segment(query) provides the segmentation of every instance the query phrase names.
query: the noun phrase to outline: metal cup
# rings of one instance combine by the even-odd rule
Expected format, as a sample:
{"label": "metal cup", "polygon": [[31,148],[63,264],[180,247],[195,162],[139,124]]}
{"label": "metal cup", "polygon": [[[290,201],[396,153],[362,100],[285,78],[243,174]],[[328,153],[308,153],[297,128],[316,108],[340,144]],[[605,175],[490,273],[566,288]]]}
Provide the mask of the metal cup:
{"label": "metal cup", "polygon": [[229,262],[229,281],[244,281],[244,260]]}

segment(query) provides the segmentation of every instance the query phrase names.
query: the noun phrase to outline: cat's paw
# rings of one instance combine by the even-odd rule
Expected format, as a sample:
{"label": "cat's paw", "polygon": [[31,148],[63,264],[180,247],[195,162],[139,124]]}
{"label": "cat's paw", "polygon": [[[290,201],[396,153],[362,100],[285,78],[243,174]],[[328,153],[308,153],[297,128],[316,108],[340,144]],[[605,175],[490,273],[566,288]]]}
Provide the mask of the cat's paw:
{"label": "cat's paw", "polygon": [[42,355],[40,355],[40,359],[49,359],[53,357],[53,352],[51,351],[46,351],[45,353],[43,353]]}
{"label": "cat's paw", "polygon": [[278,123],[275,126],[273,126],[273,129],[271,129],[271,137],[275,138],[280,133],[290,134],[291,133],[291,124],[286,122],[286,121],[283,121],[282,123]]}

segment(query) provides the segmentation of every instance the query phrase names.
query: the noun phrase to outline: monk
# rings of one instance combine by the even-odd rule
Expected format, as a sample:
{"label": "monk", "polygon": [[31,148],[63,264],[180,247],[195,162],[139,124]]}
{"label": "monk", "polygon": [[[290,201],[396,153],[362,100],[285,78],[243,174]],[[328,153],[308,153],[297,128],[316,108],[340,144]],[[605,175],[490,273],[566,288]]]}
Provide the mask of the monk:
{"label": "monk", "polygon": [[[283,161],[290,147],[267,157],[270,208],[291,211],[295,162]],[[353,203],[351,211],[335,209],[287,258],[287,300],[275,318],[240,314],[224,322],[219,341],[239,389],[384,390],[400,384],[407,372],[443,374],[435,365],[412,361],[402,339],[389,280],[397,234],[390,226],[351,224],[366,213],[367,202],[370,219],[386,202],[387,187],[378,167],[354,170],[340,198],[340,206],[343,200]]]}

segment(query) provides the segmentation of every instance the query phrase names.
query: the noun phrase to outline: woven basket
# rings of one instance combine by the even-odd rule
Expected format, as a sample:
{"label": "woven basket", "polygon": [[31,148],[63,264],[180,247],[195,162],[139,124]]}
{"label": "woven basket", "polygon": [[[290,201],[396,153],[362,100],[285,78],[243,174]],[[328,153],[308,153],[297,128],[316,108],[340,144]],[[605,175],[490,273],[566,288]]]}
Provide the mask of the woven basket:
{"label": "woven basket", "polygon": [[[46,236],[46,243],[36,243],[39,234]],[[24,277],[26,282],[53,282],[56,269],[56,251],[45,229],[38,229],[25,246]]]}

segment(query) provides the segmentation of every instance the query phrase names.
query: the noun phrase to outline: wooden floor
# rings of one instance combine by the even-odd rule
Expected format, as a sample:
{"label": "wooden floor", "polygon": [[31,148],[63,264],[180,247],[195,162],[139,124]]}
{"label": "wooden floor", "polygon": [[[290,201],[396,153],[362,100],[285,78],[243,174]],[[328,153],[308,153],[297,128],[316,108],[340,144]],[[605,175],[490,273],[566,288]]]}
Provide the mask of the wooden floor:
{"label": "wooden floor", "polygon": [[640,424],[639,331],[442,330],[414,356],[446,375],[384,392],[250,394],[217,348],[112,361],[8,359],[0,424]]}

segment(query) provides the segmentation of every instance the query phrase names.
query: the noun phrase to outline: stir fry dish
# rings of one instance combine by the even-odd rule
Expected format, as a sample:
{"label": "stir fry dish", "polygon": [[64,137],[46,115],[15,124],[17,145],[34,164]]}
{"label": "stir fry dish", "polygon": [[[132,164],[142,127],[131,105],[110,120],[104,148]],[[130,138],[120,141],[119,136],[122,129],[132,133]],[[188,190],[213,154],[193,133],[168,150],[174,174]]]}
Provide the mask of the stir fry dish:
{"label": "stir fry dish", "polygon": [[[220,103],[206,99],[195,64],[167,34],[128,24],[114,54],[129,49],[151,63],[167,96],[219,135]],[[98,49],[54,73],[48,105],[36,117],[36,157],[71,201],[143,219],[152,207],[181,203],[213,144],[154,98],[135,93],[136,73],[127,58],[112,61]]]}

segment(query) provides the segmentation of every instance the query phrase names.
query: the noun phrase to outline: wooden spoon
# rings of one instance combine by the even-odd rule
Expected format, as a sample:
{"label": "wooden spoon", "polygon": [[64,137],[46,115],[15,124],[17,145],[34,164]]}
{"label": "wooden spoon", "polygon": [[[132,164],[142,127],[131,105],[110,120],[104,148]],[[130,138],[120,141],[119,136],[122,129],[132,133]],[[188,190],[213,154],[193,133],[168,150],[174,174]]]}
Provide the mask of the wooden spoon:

> _ABOUT THIS EXERCISE_
Quote the records above exactly, from the first line through the line containing "query: the noun phrase to outline: cat's paw", and nothing more.

> _ANSWER AREA_
segment(query) provides the segmentation of every instance the query phrase names.
query: the noun phrase to outline: metal cup
# rings of one instance combine by the even-odd rule
Expected format, as a sample:
{"label": "metal cup", "polygon": [[31,148],[63,264],[180,247],[195,162],[139,124]]}
{"label": "metal cup", "polygon": [[[290,201],[396,153],[362,100],[285,78],[243,174]],[[328,153],[308,153],[297,128],[316,108],[340,144]],[[605,175],[490,273],[566,288]]]}
Provide the mask of the metal cup:
{"label": "metal cup", "polygon": [[229,262],[229,281],[244,281],[244,260]]}

segment(query) provides the segmentation of every instance the query phrase names.
query: the noun phrase to outline: cat's paw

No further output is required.